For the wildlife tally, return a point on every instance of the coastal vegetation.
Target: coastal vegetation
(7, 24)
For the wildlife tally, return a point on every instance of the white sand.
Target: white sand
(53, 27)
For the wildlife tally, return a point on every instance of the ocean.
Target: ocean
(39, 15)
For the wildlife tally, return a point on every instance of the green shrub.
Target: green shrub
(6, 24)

---

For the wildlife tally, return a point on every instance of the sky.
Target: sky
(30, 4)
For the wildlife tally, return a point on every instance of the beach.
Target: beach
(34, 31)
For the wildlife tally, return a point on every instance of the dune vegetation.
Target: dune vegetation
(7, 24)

What you should do: Copy out each line in the listing that has the word "instance".

Written response:
For the wildlife tally, return a point on every instance of the coastal vegetation.
For the wildlife tally, return a point on every instance of the white sand.
For the wildlife tally, return a point on every instance of the ocean.
For the wildlife tally, return a point on every instance of the green shrub.
For the wildlife tally, return a point on every instance of the sky.
For the wildlife tally, return a point on every instance of the beach.
For the wildlife tally, return a point on every instance of the dune vegetation.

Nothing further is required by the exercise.